WHAT YOU NEED TO DO – Quote, word for word, the passage of the commentary on the Modi government's law-and-order strategy starting with "The Modi government’s" and going on through "the ongoing crisis.".

TEXT SHOWN –
◆ ◆ ◆ ◆

The Modi government’s strategy for what are, with some
understatement, called “law and order” issues, work on three tracks. The
first is of delivering homilies,the second of being relentlessly tough
in all circumstances, sometimes more in words than in deeds. Union home
minister Rajnath Singh’s statement blaming Pakistan for the Jammu and
Kashmir disturbances appears to have created a third track, where the
government holds Islamabad responsible for the ongoing crisis.
So, the prime minister’s response to the “gau rakshak” rampage was the homily on the necessity of differentiating between fake gau rakshaks
and, presumably, the good ones. And in his over-the-top style, Modi
made a grandiloquent declaration that “if you have to shoot, shoot me,
but not my Dalit brothers.” No one is about to take up Modi at his word,
but he knows that. It is another addition to the list of his famous jumlas, or
false promises. On Kashmir, he carefully spoke about the national love
for Kashmir – not for Kashmiris though – and somewhat unconvincingly
repeated the Vajpayee formula for dealing with the issues through “insaniyat, jamurihat and Kashmiriyat.”
The government’s tough track has been visible in dealing with
Pakistan, the Patidar agitation in Gujarat and the Maoists of
Chattisgarh. And now it is showing up in the handling of Jammu &
Kashmir, where over 55 persons have been killed and 1,000 injured and
there has been a continuous curfew in many parts of the state for over a
month in the face of what are essentially violent civil protests. The
only answer the government seems to have is more of the same, and now
there is talk of handing over parts of the state to the Army.

◆ ◆ ◆ ◆

RECORDS SHOWN –
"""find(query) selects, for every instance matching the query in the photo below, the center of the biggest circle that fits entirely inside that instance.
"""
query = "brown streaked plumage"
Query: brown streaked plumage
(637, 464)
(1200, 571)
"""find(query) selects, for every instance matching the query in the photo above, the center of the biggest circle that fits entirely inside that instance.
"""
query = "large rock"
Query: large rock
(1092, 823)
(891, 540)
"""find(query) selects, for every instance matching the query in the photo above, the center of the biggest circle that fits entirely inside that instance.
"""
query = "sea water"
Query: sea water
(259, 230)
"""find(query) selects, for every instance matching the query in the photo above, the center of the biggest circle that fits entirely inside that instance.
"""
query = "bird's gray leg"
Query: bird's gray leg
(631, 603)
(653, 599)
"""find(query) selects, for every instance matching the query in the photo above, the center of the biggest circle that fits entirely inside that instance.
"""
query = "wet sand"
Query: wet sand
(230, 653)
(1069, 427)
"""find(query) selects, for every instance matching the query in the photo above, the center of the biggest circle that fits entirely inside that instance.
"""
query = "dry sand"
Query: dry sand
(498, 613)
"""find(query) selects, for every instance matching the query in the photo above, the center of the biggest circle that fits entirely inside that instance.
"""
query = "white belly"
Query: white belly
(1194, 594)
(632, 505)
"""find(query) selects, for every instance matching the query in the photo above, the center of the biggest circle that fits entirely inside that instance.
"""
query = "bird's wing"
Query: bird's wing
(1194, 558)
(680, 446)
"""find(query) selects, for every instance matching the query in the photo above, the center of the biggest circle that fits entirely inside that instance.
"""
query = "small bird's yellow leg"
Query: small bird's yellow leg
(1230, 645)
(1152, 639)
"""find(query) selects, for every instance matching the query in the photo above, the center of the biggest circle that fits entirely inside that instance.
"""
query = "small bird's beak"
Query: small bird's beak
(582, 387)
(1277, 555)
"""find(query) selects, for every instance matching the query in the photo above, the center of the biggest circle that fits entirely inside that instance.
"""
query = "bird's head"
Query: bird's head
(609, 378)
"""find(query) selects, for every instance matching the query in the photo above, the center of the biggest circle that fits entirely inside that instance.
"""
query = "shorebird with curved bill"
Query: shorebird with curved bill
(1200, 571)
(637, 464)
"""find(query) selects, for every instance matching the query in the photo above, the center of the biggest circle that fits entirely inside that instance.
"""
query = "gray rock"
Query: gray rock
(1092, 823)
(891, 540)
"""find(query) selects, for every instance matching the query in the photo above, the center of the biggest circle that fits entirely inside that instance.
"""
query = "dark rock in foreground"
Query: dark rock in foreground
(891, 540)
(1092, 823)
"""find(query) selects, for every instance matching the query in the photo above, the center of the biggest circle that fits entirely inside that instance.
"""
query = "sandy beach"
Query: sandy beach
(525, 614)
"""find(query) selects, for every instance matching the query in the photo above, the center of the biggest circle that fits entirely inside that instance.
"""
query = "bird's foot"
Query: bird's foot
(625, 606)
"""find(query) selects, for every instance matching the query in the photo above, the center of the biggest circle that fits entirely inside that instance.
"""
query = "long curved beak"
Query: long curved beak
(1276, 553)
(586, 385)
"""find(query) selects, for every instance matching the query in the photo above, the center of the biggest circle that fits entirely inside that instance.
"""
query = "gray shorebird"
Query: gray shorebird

◆ ◆ ◆ ◆

FINISHED TASK –
The Modi government’s strategy for what are, with some
understatement, called “law and order” issues, work on three tracks. The
first is of delivering homilies,the second of being relentlessly tough
in all circumstances, sometimes more in words than in deeds. Union home
minister Rajnath Singh’s statement blaming Pakistan for the Jammu and
Kashmir disturbances appears to have created a third track, where the
government holds Islamabad responsible for the ongoing crisis.